Document excerpt:
────────────────

Wednesday, February 26, 2014

Marry Our Fortunes Together: Sting and Paul Simon in Concert

I have had the good fortune of seeing several living legends in concert. Paul McCartney, Ringo Starr, Bill Cosby, Bob Newhart, Peter, Paul & Mary, David Bowie--some lived up to their legendary status, others have not. How they do isn't entirely the point; the point is to participate, to have a point of contact with someone who in small and big ways marks our cultural history for us. But most of them were awesome anyway.

Last night I got to kill two old birds, Sting and Paul Simon, with one rock show at Chicago's United Center. Sting--the lead singer, bassist and main songwriter from one of my favorite bands, the Police, whose solo work was always in the background of my late adolescence and early adulthood, eluded me for years before I finally first saw him perform in the late 1990s. He's a true artist, regularly reinventing his songs and reconstructing his band accordingly--as a saxophonist, for example, I was sad when he parted ways with Branford Marsalis and started favoring the trumpet in his arrangements. The trumpet! I suppose I'll still listen ...

────────────────

Exercise requirements:
A - In the concert blog post, why was the writer sad when Sting parted ways with Branford Marsalis?
B - Take the blog post about seeing Sting and Paul Simon in concert further, picking up after its final sentence.

Recorded data:

────────────────

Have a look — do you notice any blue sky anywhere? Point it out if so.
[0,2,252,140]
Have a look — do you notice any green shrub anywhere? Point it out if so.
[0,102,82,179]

────────────────

Task responses:
A - The writer is a saxophonist. After Marsalis left, Sting began favoring the trumpet in his arrangements.

B -
Paul Simon is, it turns out, one of Sting's "mentors," an idol even to other idols. His music didn't just shape me, it shaped a generation--two generations, actually, as his constructive engagement of African musicians in the 1980s was as influential as his New York folk standards from the 1960s and 1970s. I sat next to a woman probably ten to fifteen years older than I am; we sang along to many different songs, but we sang along together to even more.

I like the premise of a show like this. It requires a level of musical maturity and mutuality; Simon must appreciate Sting as much as Sting appreciates Simon; Sting must take ownership of Simon's songs as freely as Simon does his. And then, of course, they have to blend with one another. In this case, that's no mean feat: far beyond the typical pop orchestration--drums, bass, guitar, keyboard--each artist's repertoire required a wide range of additional instrumentation. Their bands had to learn one another's songs, had to gel with one another, the musical equivalent of Simon's lyric from "America": "Let us be lovers; we'll marry our fortunes together." Two bands become one band, never losing their own identities, creating something new and dynamic and meaningful.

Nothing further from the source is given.